▶ [Entries provided]
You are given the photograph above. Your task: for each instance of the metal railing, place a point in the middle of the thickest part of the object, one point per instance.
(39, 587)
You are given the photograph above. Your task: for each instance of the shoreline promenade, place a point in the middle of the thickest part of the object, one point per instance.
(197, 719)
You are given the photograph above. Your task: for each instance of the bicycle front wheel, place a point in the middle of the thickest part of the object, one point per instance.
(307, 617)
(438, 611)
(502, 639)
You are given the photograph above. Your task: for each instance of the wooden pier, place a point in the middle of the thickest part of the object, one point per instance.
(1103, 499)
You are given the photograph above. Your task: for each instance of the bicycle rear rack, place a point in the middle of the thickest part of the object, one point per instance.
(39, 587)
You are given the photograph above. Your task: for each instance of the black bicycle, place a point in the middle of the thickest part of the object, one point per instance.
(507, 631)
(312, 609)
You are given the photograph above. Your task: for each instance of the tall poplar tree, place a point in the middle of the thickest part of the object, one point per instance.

==

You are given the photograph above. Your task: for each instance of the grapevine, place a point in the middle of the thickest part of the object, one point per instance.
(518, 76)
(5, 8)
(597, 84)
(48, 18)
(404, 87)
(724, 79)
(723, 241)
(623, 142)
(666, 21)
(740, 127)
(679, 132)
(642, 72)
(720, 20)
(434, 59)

==

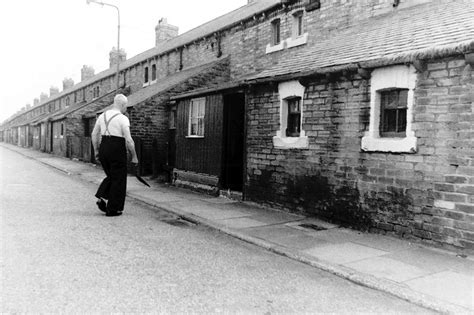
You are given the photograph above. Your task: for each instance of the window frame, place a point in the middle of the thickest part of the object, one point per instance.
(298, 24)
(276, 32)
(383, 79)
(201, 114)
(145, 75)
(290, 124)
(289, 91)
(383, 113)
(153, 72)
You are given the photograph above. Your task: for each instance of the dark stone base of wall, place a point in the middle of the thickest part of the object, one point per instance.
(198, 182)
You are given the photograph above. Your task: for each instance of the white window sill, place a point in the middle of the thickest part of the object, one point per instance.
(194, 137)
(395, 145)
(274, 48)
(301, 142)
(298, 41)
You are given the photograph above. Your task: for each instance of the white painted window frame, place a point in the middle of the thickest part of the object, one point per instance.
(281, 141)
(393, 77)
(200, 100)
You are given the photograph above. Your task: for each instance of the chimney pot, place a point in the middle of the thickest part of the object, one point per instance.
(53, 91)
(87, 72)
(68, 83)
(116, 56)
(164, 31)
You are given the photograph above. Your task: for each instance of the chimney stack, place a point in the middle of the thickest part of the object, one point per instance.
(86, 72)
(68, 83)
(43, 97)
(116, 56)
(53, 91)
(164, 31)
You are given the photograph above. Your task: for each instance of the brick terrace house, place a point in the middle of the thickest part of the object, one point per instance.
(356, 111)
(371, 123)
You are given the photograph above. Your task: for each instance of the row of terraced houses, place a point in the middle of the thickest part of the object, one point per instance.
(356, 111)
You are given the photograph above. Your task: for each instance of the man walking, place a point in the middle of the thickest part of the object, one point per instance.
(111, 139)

▶ [Aim] Rewrite the entries from the line containing "the bicycle rear" up to and including the line containing "of the tall", with "thickest part" swapped for "widest part" and nothing else altered. Return only those lines.

▶ [Correct response]
You are given the photograph above. Your task: for each instance of the bicycle rear rack, place a point in the middle of the widest part of the object, one point per instance.
(39, 587)
You are given the photograph above. Your task: for each instance of the black bicycle, place a point in the middle of the widest part of the object, one point per instance.
(507, 631)
(312, 609)
You are given the photograph above. Your task: for each instance of the tall poplar tree, place a point in the middle of the widest part of the object, one point per instance.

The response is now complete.